▶ [Reading passage]
___
Changing the 'mean_mean' parameter to a negative value changes nothing.

falexwolf commented 6 years ago

This makes sense. Negative means lead to negative dispersion values and hence NaNs upon taking a log. https://github.com/theislab/scanpy/blob/457d3aa8b7dd7344914edc7991618067cab34dde/scanpy/preprocessing/simple.py#L299-L312

One simply shouldn't take a logarithm in this case, so, I suggest you pass log=False to the function.

Should we clarify the documentation: https://github.com/theislab/scanpy/blob/457d3aa8b7dd7344914edc7991618067cab34dde/scanpy/preprocessing/simple.py#L241-L243? Maybe put this right at the top so that it's not left unnoticed anymore?

LuckyMD commented 6 years ago

Ahh... this makes sense. And this makes it a bit dangerous as well. I would generally compute HVGs after batch correction.. and batch correction generally takes log-normalized data, so the data you have before performing this function will be log-normalized most of the time. I assume this is true not just for me.
___
▶ [Data excerpt]
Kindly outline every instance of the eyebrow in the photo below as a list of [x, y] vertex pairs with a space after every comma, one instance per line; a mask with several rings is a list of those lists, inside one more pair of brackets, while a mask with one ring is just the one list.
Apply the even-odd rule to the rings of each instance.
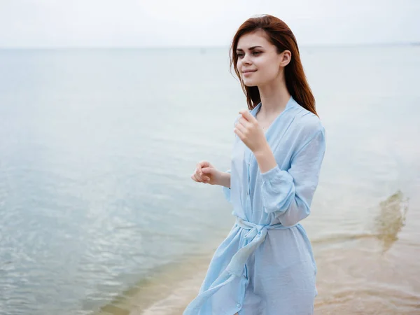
___
▶ [The task]
Continue the forum thread on negative means and the log option, starting right after its last sentence.

▶ [The result]
Maybe log=False should be the default? Or at least a warning should be output I feel.

falexwolf commented 6 years ago

Yes, you're of course right. It's not the best default and has been written like that for historic reasons (figuring out the difference and benchmarking vs seurat and vs cell ranger). But simply changing something here messes up everything people have done.

I have to think of a quick way of checking whether data is logarithmized or not...

Maybe it's enough to simply check whether the data matrix still contains integers - then log should be True. Otherwise, a warning should be raised if log is True. Makes sense?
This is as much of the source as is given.